Extract to read start

Mumbai Calling is a British-Indian comedy series, starring Sanjeev Bhaskar, set in the fictional Teknobable call centre in Mumbai. The series was shot on location in India. The pilot first aired on ITV on 30 May 2007.  The first series aired on ABC1 (Australia) starting on 12 May 2009, and on ITV starting on 30 May 2009.

Plot
Kenny Gupta (Bhaskar), a British Indian accountant, is sent to a call centre in Mumbai by his boss, Philip Glass. His job is to turn it around and make it profitable. Kenny is joined by Glass' daughter, Tiffany (Sophie Hunter), and local call centre manager Dev Raja (Ganatra).

After the pilot episode, Series 1 featured some major changes including replacing the character Tiffany Glass to Terri Johnson (Beaumont), and the call centre itself looked much more modern.

Extract to read end

Given problem — Turn the paragraph of the Mumbai Calling text that opens with "Mumbai Calling is a British-Indian comedy series" into a short bulleted list that keeps its main facts. The records have nothing to do with this.

Data start

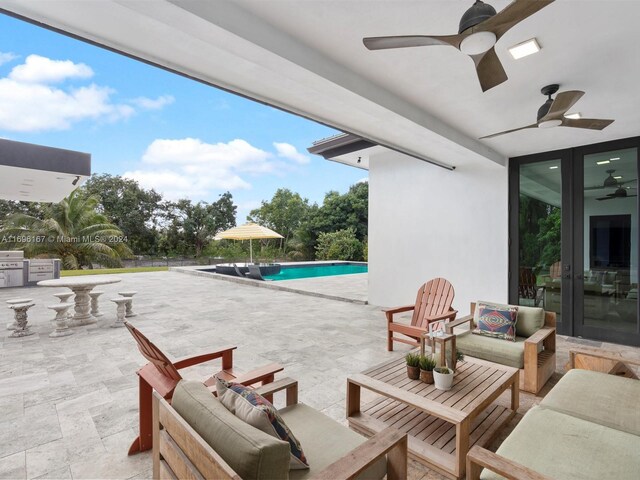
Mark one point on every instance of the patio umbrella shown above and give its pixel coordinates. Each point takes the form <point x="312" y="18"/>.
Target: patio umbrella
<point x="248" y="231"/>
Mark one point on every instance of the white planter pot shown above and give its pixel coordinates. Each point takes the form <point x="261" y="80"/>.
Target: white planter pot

Data end
Data start

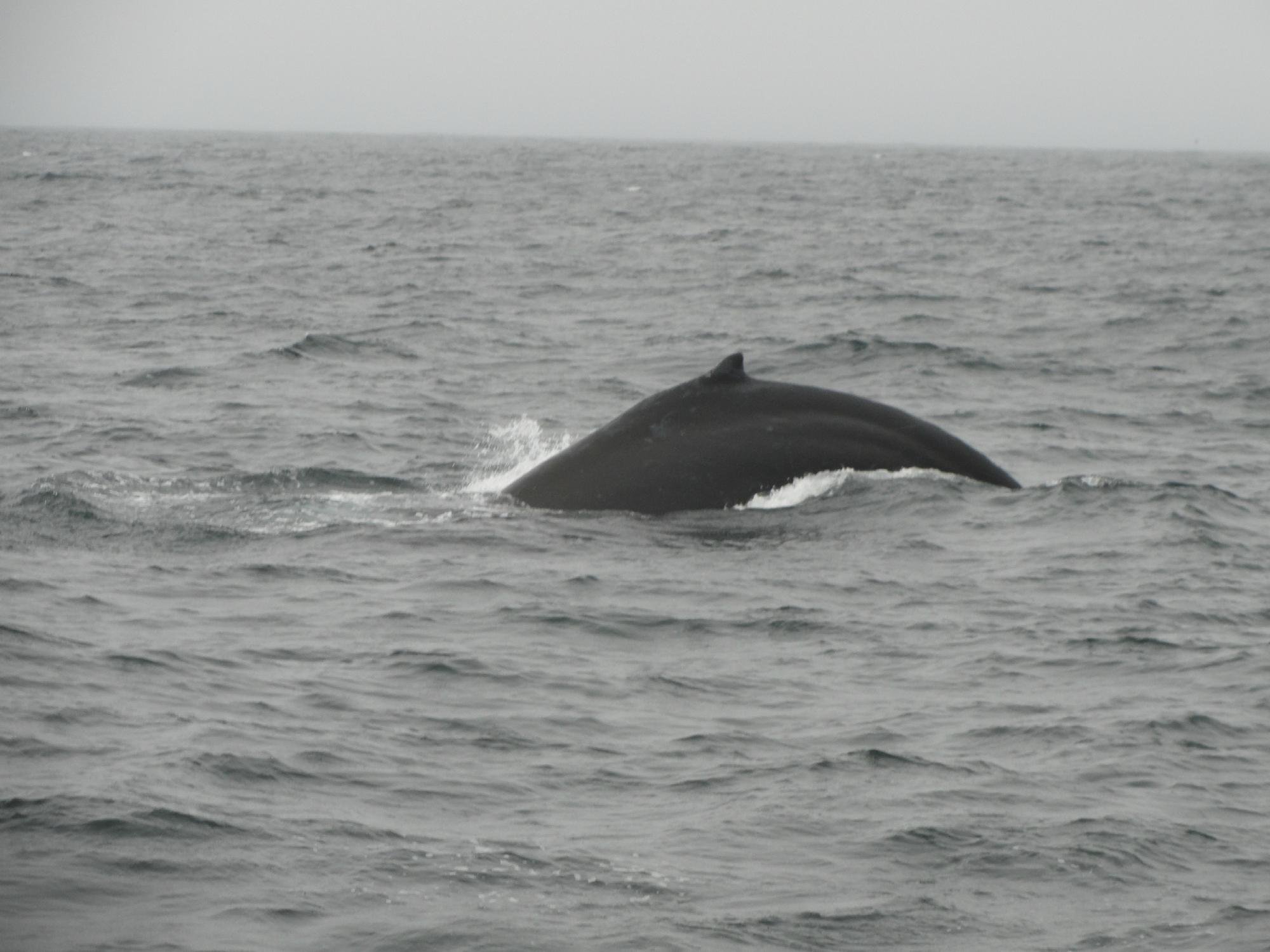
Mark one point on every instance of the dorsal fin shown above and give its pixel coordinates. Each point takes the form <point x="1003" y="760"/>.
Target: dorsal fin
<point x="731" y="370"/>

Data end

Result of the exercise —
- British-Indian comedy series starring Sanjeev Bhaskar
- Set in the fictional Teknobable call centre in Mumbai and shot on location in India
- Pilot first aired on ITV on 30 May 2007
- First series began on ABC1 (Australia) on 12 May 2009 and on ITV on 30 May 2009